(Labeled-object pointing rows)
>> Begin

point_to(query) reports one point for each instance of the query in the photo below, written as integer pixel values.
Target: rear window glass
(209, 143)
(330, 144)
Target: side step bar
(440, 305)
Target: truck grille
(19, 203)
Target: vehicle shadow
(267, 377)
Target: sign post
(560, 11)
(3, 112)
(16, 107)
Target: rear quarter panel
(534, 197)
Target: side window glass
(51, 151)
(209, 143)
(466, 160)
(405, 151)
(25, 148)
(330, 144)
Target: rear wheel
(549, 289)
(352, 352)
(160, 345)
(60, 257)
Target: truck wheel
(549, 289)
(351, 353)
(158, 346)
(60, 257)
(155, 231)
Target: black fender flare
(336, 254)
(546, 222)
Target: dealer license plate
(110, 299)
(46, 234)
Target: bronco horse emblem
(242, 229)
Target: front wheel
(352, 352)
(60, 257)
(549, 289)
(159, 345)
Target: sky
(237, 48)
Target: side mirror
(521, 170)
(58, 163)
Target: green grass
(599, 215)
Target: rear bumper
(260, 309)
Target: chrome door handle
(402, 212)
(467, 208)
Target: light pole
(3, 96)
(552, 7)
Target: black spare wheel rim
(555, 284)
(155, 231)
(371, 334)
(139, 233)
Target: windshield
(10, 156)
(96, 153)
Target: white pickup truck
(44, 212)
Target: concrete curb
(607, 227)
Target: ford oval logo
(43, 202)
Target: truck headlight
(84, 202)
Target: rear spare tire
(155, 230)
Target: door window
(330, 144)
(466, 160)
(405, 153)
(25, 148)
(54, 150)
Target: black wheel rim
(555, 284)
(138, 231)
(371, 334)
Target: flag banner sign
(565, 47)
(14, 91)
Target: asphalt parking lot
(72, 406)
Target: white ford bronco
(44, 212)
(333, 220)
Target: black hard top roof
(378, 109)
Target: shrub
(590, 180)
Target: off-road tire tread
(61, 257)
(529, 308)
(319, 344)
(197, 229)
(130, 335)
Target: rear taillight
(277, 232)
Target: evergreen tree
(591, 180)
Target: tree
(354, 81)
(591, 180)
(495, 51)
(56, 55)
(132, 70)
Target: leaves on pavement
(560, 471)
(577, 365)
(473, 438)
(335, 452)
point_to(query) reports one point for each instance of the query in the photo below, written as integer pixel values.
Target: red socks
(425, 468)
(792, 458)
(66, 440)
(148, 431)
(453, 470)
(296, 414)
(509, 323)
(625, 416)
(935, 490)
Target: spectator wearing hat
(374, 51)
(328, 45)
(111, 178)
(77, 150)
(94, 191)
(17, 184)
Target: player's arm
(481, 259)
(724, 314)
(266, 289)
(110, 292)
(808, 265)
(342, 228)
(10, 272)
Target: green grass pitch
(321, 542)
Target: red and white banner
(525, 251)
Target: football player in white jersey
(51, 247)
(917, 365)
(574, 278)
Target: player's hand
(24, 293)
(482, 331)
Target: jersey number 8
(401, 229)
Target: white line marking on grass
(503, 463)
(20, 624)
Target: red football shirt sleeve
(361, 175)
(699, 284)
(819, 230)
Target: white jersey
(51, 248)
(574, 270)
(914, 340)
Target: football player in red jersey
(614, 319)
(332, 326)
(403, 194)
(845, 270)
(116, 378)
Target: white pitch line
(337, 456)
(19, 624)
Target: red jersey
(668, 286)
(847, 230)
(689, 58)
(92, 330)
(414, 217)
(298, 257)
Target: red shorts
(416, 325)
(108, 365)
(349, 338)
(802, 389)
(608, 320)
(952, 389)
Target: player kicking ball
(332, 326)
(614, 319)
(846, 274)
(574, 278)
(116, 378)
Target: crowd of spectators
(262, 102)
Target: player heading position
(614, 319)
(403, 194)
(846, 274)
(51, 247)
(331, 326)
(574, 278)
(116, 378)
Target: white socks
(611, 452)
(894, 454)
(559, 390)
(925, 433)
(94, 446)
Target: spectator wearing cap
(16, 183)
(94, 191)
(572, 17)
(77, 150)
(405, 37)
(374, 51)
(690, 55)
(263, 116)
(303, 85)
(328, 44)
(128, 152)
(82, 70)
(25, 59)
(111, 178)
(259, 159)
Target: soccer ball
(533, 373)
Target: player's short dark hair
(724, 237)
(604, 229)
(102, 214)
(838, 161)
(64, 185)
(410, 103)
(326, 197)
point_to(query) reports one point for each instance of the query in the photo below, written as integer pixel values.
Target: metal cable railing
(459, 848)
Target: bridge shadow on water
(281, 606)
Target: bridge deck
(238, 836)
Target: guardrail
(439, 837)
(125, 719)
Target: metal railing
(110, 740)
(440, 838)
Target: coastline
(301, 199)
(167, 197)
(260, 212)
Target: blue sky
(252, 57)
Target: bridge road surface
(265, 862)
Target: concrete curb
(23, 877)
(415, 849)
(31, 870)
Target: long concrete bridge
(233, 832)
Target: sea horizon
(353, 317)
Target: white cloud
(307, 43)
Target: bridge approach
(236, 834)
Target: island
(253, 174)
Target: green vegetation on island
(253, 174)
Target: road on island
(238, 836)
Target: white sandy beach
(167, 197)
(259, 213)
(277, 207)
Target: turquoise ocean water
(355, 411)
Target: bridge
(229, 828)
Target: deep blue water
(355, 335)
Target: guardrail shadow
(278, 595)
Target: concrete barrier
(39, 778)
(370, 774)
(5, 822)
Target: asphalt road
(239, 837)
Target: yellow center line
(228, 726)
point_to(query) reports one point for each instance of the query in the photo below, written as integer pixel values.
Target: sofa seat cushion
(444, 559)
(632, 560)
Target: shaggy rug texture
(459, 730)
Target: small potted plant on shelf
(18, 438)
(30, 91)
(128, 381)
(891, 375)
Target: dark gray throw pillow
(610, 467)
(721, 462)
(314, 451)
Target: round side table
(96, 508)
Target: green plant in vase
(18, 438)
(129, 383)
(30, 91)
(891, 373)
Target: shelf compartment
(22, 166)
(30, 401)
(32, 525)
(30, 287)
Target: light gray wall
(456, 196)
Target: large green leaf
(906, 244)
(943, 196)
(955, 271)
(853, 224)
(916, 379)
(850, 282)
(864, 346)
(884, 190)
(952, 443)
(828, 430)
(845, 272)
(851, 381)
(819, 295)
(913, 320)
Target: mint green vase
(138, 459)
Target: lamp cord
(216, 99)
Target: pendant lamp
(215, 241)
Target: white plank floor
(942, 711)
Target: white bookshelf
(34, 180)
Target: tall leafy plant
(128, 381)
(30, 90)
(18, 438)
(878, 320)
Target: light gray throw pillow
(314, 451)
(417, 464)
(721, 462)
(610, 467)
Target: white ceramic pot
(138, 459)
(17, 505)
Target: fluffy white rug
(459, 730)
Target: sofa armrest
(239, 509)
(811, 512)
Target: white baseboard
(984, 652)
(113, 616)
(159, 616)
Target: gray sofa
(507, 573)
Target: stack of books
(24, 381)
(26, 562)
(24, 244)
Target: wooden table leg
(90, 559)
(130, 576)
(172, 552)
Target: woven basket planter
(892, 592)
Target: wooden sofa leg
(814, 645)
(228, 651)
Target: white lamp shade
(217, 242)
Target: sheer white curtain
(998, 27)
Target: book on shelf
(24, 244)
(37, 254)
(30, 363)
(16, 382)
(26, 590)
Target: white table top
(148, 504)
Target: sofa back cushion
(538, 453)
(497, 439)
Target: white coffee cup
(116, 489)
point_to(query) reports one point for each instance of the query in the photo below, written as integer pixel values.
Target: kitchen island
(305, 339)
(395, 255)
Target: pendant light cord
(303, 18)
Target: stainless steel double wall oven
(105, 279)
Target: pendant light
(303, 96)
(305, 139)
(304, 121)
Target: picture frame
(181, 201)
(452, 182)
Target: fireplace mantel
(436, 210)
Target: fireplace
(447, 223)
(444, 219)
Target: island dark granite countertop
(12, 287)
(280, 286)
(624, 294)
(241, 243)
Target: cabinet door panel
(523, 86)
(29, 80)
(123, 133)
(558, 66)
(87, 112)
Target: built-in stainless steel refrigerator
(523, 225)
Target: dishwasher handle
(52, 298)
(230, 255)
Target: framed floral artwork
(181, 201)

>> End

Rewrite the rows from the line that contains "Target: green plant in vase" through the last row, changing every "sofa" to "couch" and leaving the rest unchanged.

**Result of the exercise**
Target: green plant in vase
(18, 438)
(129, 383)
(30, 91)
(891, 373)
Target: shelf compartment
(22, 166)
(30, 401)
(32, 525)
(30, 287)
Target: light gray wall
(456, 196)
Target: large green leaf
(906, 244)
(943, 196)
(955, 271)
(853, 224)
(916, 379)
(850, 282)
(864, 346)
(884, 190)
(952, 443)
(828, 430)
(845, 272)
(851, 381)
(819, 295)
(913, 320)
Target: mint green vase
(138, 459)
Target: lamp cord
(216, 99)
Target: pendant lamp
(215, 241)
Target: white plank floor
(942, 711)
Target: white bookshelf
(34, 180)
Target: tall leafy plant
(128, 381)
(30, 90)
(18, 438)
(878, 320)
Target: light gray throw pillow
(314, 451)
(417, 464)
(721, 462)
(610, 467)
Target: white ceramic pot
(138, 459)
(17, 505)
Target: fluffy white rug
(459, 730)
Target: couch armrest
(239, 509)
(811, 512)
Target: white baseboard
(984, 652)
(113, 616)
(159, 616)
Target: gray couch
(507, 573)
Target: stack of books
(24, 381)
(26, 562)
(24, 244)
Target: wooden table leg
(90, 559)
(130, 576)
(172, 552)
Target: woven basket planter
(892, 592)
Target: wooden couch leg
(814, 645)
(228, 651)
Target: white lamp shade
(217, 242)
Target: sheer white curtain
(998, 27)
Target: book on shelf
(24, 244)
(37, 254)
(30, 363)
(16, 382)
(26, 590)
Target: white table top
(148, 504)
Target: couch back cushion
(538, 453)
(497, 439)
Target: white coffee cup
(116, 489)
point_to(query) reports one point for each instance of the query in the photo below, written as integer pixel values.
Target: kitchen island
(305, 339)
(395, 255)
Target: pendant light cord
(303, 18)
Target: stainless steel double wall oven
(105, 279)
Target: pendant light
(303, 96)
(305, 139)
(304, 121)
Target: picture frame
(181, 201)
(452, 182)
Target: fireplace mantel
(436, 210)
Target: fireplace
(447, 223)
(444, 219)
Target: island dark granite countertop
(12, 287)
(280, 286)
(624, 294)
(241, 243)
Target: cabinet door panel
(523, 86)
(29, 80)
(123, 133)
(558, 66)
(87, 112)
Target: built-in stainless steel refrigerator
(523, 225)
Target: dishwasher handle
(52, 298)
(230, 255)
Target: framed floral artwork
(181, 201)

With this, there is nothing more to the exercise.